▶ 待办事项
1/ 根据线程池文章回答下列问题:
(a) 按线程池工作方式,核心线程满了之后,新任务如何处理?
(b) StandardThreadExecutor 中 namePrefix 的默认值是什么?
(c) StandardThreadExecutor 中 maxIdleTime 的默认值是多少?
2/ 紧接线程池文章的最后一行,续写其后的内容。

▶ 文本摘录
+++

前言
java.util.concurrent.ThreadPoolExecutor是Java中的线程池对象,代码设计上留有拓展的功能,开源的Tomcat、Dubbo Frameworks都有基于原生框架的二次开发。
Java线程池
构造函数
public ThreadPoolExecutor(int corePoolSize,
int maximumPoolSize,
long keepAliveTime,
TimeUnit unit,
BlockingQueue workQueue,
RejectedExecutionHandler handler)
线程池工作方式
- 不会初始化 corePoolSize 个线程,有任务来了才创建工作线程;
- 当核心线程满了之后不会立即扩容线程池,而是把任务堆积到工作队列中;
- 当工作队列满了后扩容线程池,一直到线程个数达到 maximumPoolSize 为止;
- 如果队列已满且达到了最大线程后还有任务进来,按照拒绝策略处理;
- 当线程数大于核心线程数时,线程等待 keepAliveTime 后还是没有任务需要处理的话,收缩线程到核心线程数。
Tomcat线程池
首先打开tomcat源码,找到org.apache.catalina.core.StandardThreadExecutor.
不会打开tomcat源码的参考:
Tomcat 8.5源码 IDEA打开方式
public class StandardThreadExecutor extends LifecycleMBeanBase
implements Executor, ResizableExecutor {
// ---------------------------------------------- Properties
/**
* Default thread priority
*/
protected int threadPriority = Thread.NORM_PRIORITY;
/**
* Run threads in daemon or non-daemon state
*/
protected boolean daemon = true;
/**
* Default name prefix for the thread name
*/
protected String namePrefix = "tomcat-exec-";
/**
* max number of threads
*/
protected int maxThreads = 200;
/**
* min number of threads
*/
protected int minSpareThreads = 25;
/**
* idle time in milliseconds
*/
protected int maxIdleTime = 60000;
/**
* The executor we use for this component
*/
protected ThreadPoolExecutor executor = null;
/**
* the name of this thread pool
*/
protected String name;
/**
* prestart threads?
*/
protected boolean prestartminSpareThreads = false;
/**
* The maximum number of elements that can queue up before we reject them
*/
protected int maxQueueSize = Integer.MAX_VALUE;
/**
* After a context is stopped, threads in the pool are renewed. To avoid
* renewing all threads at the same time, this delay is observed between 2
* threads being renewed.
*/
protected long threadRenewalDelay =
org.apache.tomcat.util.threads.Constants.DEFAULT_THREAD_RENEWAL_DELAY;
private TaskQueue taskqueue = null;
// ---------------------------------------------- Constructors
public StandardThreadExecutor() {
//empty constructor for the digester
}
// ---------------------------------------------- Public Methods
@Override
protected void initInternal() throws LifecycleException {
super.initInternal();
}
/**
* Start the component and implement the requirements
* of {@link org.apache.catalina.util.LifecycleBase#startInternal()}.
*
* @exception LifecycleException if this component detects a fatal error
* that prevents this component from being used
*/
@Override
protected void startInternal() throws LifecycleException {
taskqueue = new TaskQueue(maxQueueSize);
TaskThreadFactory tf = new TaskThreadFactory(namePrefix,daemon,getThreadPriority());
executor = new ThreadPoolExecutor(getMinSpareThreads(), getMaxThreads(), maxIdleTime, TimeUnit.MILLISECONDS,taskqueue, tf);
executor.setThreadRenewalDelay(threadRenewalDelay);
if (prestartminSpareThreads) {
executor.prestartAllCoreThreads();
}
taskqueue.setParent(executor);
setState(LifecycleState.STARTING);
}
/**
* Stop the component and implement the requirements
* of {@link org.apache.catalina.util.LifecycleBase#stopInternal()}.

+++

▶ 数据集条目

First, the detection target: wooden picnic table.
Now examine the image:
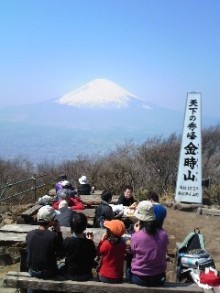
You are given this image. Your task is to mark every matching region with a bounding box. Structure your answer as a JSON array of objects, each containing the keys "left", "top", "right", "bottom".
[{"left": 0, "top": 224, "right": 105, "bottom": 245}]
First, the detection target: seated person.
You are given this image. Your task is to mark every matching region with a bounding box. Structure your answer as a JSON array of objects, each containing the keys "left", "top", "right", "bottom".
[
  {"left": 55, "top": 174, "right": 67, "bottom": 192},
  {"left": 93, "top": 190, "right": 114, "bottom": 228},
  {"left": 117, "top": 185, "right": 136, "bottom": 207},
  {"left": 61, "top": 213, "right": 96, "bottom": 281},
  {"left": 97, "top": 220, "right": 126, "bottom": 283},
  {"left": 127, "top": 200, "right": 169, "bottom": 286},
  {"left": 77, "top": 176, "right": 92, "bottom": 195},
  {"left": 55, "top": 200, "right": 77, "bottom": 227},
  {"left": 146, "top": 191, "right": 167, "bottom": 229},
  {"left": 26, "top": 205, "right": 63, "bottom": 278},
  {"left": 52, "top": 189, "right": 85, "bottom": 210}
]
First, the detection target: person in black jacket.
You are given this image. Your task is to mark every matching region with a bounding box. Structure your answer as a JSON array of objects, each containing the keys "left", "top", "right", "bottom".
[
  {"left": 93, "top": 190, "right": 114, "bottom": 228},
  {"left": 77, "top": 176, "right": 91, "bottom": 195},
  {"left": 60, "top": 213, "right": 96, "bottom": 281},
  {"left": 26, "top": 205, "right": 63, "bottom": 292}
]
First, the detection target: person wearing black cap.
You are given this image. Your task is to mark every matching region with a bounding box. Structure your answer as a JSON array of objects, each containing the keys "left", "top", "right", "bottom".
[{"left": 97, "top": 220, "right": 126, "bottom": 283}]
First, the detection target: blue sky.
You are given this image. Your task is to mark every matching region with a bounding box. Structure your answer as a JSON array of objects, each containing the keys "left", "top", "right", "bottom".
[{"left": 0, "top": 0, "right": 220, "bottom": 117}]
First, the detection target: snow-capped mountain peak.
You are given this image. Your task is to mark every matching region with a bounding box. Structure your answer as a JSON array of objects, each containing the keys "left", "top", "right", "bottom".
[{"left": 56, "top": 78, "right": 143, "bottom": 108}]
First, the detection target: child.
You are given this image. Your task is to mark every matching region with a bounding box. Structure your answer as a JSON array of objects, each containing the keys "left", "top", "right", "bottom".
[
  {"left": 61, "top": 213, "right": 96, "bottom": 281},
  {"left": 97, "top": 220, "right": 126, "bottom": 283},
  {"left": 26, "top": 205, "right": 63, "bottom": 278}
]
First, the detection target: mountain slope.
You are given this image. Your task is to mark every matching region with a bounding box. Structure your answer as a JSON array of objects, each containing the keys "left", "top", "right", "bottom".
[{"left": 0, "top": 79, "right": 218, "bottom": 163}]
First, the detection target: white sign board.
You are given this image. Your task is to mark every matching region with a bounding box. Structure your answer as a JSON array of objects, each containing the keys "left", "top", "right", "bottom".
[{"left": 175, "top": 92, "right": 202, "bottom": 203}]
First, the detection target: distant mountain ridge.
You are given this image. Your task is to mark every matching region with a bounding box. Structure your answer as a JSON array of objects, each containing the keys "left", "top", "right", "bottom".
[{"left": 0, "top": 79, "right": 219, "bottom": 163}]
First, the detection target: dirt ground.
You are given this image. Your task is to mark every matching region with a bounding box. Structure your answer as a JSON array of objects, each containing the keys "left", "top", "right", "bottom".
[{"left": 0, "top": 208, "right": 220, "bottom": 293}]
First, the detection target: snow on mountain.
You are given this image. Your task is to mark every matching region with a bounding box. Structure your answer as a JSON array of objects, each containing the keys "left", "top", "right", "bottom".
[{"left": 57, "top": 78, "right": 148, "bottom": 108}]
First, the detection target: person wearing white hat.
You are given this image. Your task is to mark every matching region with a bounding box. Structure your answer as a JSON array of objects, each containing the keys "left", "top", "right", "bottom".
[
  {"left": 26, "top": 205, "right": 63, "bottom": 280},
  {"left": 77, "top": 175, "right": 91, "bottom": 195},
  {"left": 129, "top": 200, "right": 169, "bottom": 286}
]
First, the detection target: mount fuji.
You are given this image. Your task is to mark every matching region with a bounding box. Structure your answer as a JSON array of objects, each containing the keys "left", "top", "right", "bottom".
[{"left": 0, "top": 79, "right": 217, "bottom": 163}]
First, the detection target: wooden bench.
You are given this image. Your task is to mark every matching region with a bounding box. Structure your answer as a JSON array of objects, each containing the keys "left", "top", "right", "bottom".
[
  {"left": 3, "top": 272, "right": 205, "bottom": 293},
  {"left": 0, "top": 224, "right": 105, "bottom": 245}
]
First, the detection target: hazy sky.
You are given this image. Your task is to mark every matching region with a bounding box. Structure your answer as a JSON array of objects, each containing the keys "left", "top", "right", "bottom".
[{"left": 0, "top": 0, "right": 220, "bottom": 116}]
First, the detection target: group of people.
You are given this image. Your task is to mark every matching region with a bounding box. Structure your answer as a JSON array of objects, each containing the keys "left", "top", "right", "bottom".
[
  {"left": 27, "top": 179, "right": 169, "bottom": 286},
  {"left": 38, "top": 174, "right": 93, "bottom": 212}
]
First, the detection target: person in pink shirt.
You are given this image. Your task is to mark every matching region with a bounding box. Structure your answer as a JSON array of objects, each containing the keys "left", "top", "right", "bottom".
[{"left": 129, "top": 201, "right": 169, "bottom": 286}]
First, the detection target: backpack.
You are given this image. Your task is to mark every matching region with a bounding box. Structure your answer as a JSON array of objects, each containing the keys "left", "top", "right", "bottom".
[{"left": 176, "top": 228, "right": 215, "bottom": 281}]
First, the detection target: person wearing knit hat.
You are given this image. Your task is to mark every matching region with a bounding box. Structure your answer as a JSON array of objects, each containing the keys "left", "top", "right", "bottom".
[
  {"left": 77, "top": 175, "right": 92, "bottom": 195},
  {"left": 146, "top": 191, "right": 167, "bottom": 229},
  {"left": 127, "top": 200, "right": 169, "bottom": 286},
  {"left": 97, "top": 220, "right": 126, "bottom": 283},
  {"left": 26, "top": 205, "right": 63, "bottom": 278}
]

+++

▶ 所给答案
1/
(a) 不会立即扩容线程池,而是把任务堆积到工作队列中。
(b) "tomcat-exec-"
(c) 60000 毫秒。

2/
*
* @exception LifecycleException if this component detects a fatal error
* that needs to be reported
*/
@Override
protected void stopInternal() throws LifecycleException {
setState(LifecycleState.STOPPING);
if ( executor != null ) executor.shutdownNow();
executor = null;
taskqueue = null;
}
@Override
protected void destroyInternal() throws LifecycleException {
super.destroyInternal();
}
在Bootstrap -> catalina -> LifeCyecle启动流程中会调用startInternal。
public class TaskQueue extends LinkedBlockingQueue {
private static final long serialVersionUID = 1L;
private transient volatile ThreadPoolExecutor parent = null;
// No need to be volatile. This is written and read in a single thread
// (when stopping a context and firing the listeners)
private Integer forcedRemainingCapacity = null;
public TaskQueue() {
super();
}
public TaskQueue(int capacity) {
super(capacity);
}
public TaskQueue(Collection c) {
super(c);
}
public void setParent(ThreadPoolExecutor tp) {
parent = tp;
}
public boolean force(Runnable o) {
if (parent == null || parent.isShutdown()) throw new RejectedExecutionException("Executor not running, can't force a command into the queue");
return super.offer(o); //forces the item onto the queue, to be used if the task is rejected
}
public boolean force(Runnable o, long timeout, TimeUnit unit) throws InterruptedException {
if (parent == null || parent.isShutdown()) throw new RejectedExecutionException("Executor not running, can't force a command into the queue");
return super.offer(o,timeout,unit); //forces the item onto the queue, to be used if the task is rejected
}
@Override
public boolean offer(Runnable o) {
//we can't do any checks
if (parent==null) return super.offer(o);
//we are maxed out on threads, simply queue the object
if (parent.getPoolSize() == parent.getMaximumPoolSize()) {
System.out.println("maxsize == poolSize");
return super.offer(o);
}
//we have idle threads, just add it to the queue
if (parent.getSubmittedCount()<=(parent.getPoolSize()))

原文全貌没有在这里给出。